Point annotation dataset records
# # #

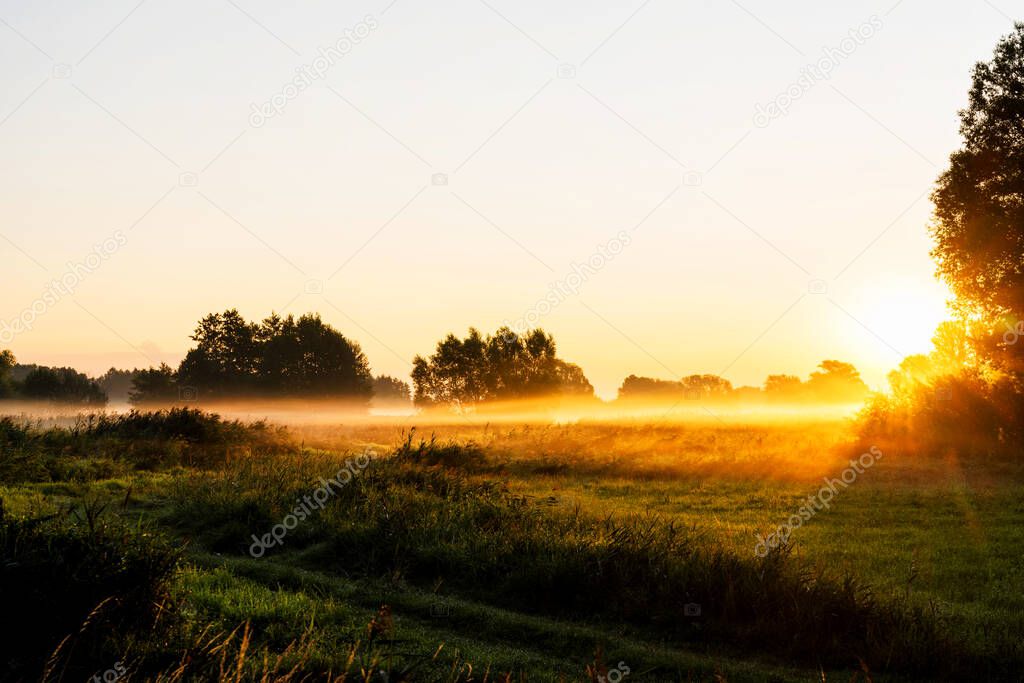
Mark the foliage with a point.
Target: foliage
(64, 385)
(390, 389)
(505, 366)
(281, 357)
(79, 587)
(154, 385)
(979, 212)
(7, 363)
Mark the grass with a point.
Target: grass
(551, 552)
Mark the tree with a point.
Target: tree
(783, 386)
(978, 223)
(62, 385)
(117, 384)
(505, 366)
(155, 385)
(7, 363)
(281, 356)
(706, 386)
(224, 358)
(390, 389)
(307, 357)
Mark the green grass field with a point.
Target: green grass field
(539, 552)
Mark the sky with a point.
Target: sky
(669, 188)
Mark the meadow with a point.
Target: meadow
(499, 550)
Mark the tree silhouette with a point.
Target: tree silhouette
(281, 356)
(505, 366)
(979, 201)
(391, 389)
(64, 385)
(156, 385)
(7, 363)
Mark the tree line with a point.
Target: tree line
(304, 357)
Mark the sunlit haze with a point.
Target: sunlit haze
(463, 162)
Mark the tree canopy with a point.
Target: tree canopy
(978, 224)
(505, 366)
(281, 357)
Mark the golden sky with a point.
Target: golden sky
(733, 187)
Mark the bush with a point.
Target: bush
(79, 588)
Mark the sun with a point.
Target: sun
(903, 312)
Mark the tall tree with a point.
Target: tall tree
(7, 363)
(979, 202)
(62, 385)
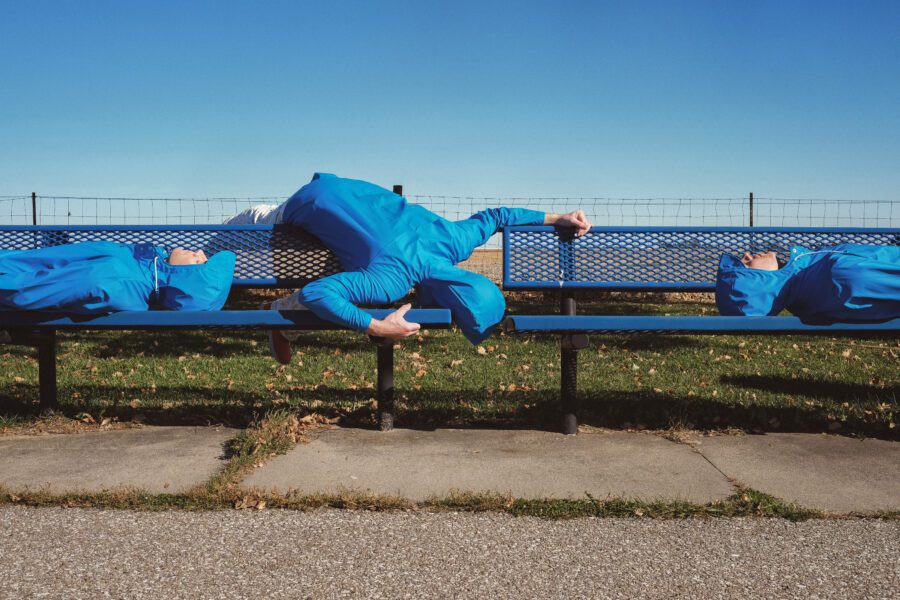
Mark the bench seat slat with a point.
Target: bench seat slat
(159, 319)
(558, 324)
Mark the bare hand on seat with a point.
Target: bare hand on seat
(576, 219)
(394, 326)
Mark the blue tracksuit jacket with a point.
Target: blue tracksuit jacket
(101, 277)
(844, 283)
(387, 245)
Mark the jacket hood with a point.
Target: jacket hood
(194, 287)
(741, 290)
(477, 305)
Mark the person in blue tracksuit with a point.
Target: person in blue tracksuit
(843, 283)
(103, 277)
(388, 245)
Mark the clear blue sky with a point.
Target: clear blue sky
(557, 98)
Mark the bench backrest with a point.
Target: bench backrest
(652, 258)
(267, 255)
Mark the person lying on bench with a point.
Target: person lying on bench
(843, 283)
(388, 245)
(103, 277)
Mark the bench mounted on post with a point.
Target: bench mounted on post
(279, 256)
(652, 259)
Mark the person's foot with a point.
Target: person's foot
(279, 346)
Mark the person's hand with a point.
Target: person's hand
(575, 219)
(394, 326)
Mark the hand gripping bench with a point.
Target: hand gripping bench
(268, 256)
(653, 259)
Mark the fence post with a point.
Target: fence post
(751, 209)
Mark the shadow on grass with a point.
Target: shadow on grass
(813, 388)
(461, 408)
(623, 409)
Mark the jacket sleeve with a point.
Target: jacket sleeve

# # #

● Aim of the exercise: Go through the entries above and output them exactly, without pictures.

● The output:
Mark the foliage with a point.
Target: foliage
(64, 385)
(390, 389)
(505, 366)
(281, 357)
(79, 587)
(154, 385)
(979, 212)
(7, 363)
Mark the grass with a point.
Target: grass
(551, 552)
Mark the tree with a point.
Target: tree
(783, 386)
(978, 223)
(62, 385)
(117, 384)
(505, 366)
(155, 385)
(7, 363)
(281, 356)
(706, 386)
(224, 358)
(390, 389)
(307, 357)
Mark the green grass field with a point.
Target: green grass field
(539, 552)
Mark the sky with a point.
Target: sky
(669, 188)
Mark the meadow with a point.
Target: meadow
(499, 550)
Mark the tree silhouette with a point.
Target: tree silhouette
(281, 356)
(505, 366)
(979, 201)
(391, 389)
(64, 385)
(156, 385)
(7, 363)
Mark the tree line with a point.
Target: tree line
(304, 357)
Mark the sunlit haze with a point.
Target: sunlit haze
(463, 162)
Mark the tree canopy with a point.
Target: tree canopy
(978, 224)
(505, 366)
(281, 357)
Mark the golden sky with a point.
Target: golden sky
(733, 187)
Mark the bush with a point.
Target: bush
(79, 588)
Mark the sun with a point.
Target: sun
(903, 312)
Mark the tall tree with a point.
Target: tall tree
(7, 363)
(979, 202)
(62, 385)
Mark the bench seat slat with a point.
Target: bench seat slat
(159, 319)
(558, 324)
Mark the bare hand on seat with a point.
Target: bare hand on seat
(576, 219)
(394, 326)
Mark the blue tracksuit jacket with a point.
Target: blue tracksuit jacket
(101, 277)
(844, 283)
(387, 245)
Mark the jacket hood with a point.
Target: jacket hood
(194, 287)
(741, 290)
(477, 305)
Mark the person in blue tracksuit with a point.
Target: person in blue tracksuit
(843, 283)
(103, 277)
(388, 245)
Mark the clear blue sky with a point.
Target: clear blue sky
(557, 98)
Mark the bench backrest with a point.
Target: bench backrest
(652, 258)
(267, 255)
Mark the person lying on bench with a point.
Target: person lying on bench
(843, 283)
(388, 245)
(103, 277)
Mark the bench mounted on post with a point.
Target: bench mounted on post
(279, 256)
(652, 259)
Mark the person's foot with a point.
Target: person's foot
(279, 346)
Mark the person's hand with a point.
Target: person's hand
(575, 219)
(394, 326)
Mark the hand gripping bench with a point.
Target: hand gripping bench
(268, 256)
(653, 259)
Mark the fence post with a point.
Target: fence post
(751, 209)
Mark the shadow on grass with a point.
Target: shadow on grass
(813, 388)
(461, 408)
(623, 409)
Mark the jacket sleeve with a point.
Target: jacket sleeve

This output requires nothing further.